**Excerpted text**
____________

8. Observe your impact on others, and ensure it’s in line with your desired impact. According to Adam Grant, when you know the impact of your work–the positive benefits it has on other people–you are more happy and productive at work. Take it one step further and think about the ideal impact you want to have on people. How can you make this impact in your work, or with a career change?
9. Stop caring what others think: Ohio State University psychologist Jennifer Crocker found that making decisions and defining your self-worth based on what others think has both physical and mental health consequences. Instead, focus on building a self-esteem based on internal factors: your virtues and morals.
10. Spend time knowing yourself: Knowing your core strengths is the key to pinpointing your genius and tapping into how to direct your efforts. According to Amy Cuddy, when you truly believe and trust in yourself, you develop a strong sense of presence that leads to success and achievement across the board.
11. Get enough sleep. Trying to power your way through work on little sleep can do more damage than good. Leading the sleep revolution, Arianna Huffington says that the key to success is more sleep. It will make you happier, more productive, and a better decision-maker.

____________

**Information shown**

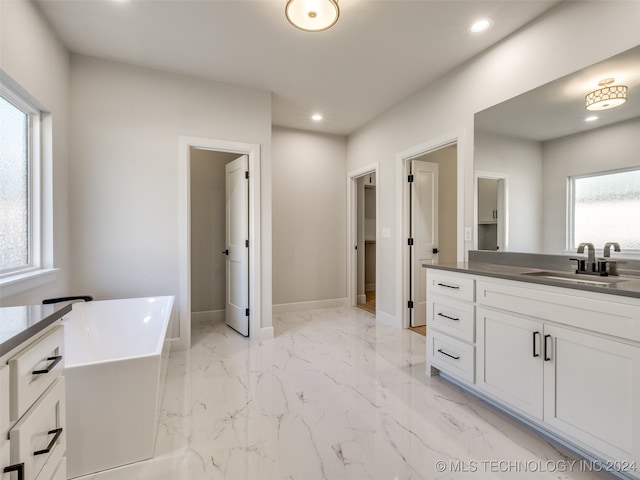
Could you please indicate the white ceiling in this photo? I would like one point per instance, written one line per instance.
(557, 109)
(379, 52)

____________

**Apply what you read**
(1) In the list of success tips, which university is the psychologist Jennifer Crocker affiliated with?
(2) Extend the list of success tips past its final item with further numbered entries.
The data has no connection to the list of success tips.

**Task answers**
(1) Ohio State University.

(2)
12. Exercise. A study from the British Journal of Sports Medicine showed that just 10-40 minutes of exercise can help boost brain power. Don’t wait for the weekends to get your exercise in–there are so many ways to squeeze in some physical activity at work.
13. Meditation can do wonders on the brain. When you meditate, you help create better balance and flow across all areas of the brain. This allows for better creative thinking, problem-solving, memory and more. Just meditating for five minutes a day can get some results–so build it into your daily or weekly routine now.
14. Avoid boredom. If you’re bored, you lose momentum at work, and studies have shown that this can lead to depression. If you feel as if your work environment is predictable and is unengaging, it might be time to evaluate how you can fall in love with your work again.
15. Actively build your confidence. Confidence is what leads to true action–you may have the skills and expertise to do something, but if you don’t have confidence, you’ll never go for it. One of the biggest things you can do for your success and achievement is to build a solid foundation of confidence for yourself.
16. Stop asking for advice. Advice can steer you in the wrong direction, because it’s coming from someone else’s experience and perspective. People who give you advice are simply telling you what they would do in your shoes. They aren’t helping you come to a decision yourself. Instead of asking for advice, ask for support.
17. Trust your gut. Trusting your gut is far underrated. We often see trusting our intuition and gut feelings as the opposite of rationality and science, but that’s simply not true. As psychologist Gerd Gigerenzer notes, “Gut feelings are based on lots of experience, an unconscious form of intelligence.”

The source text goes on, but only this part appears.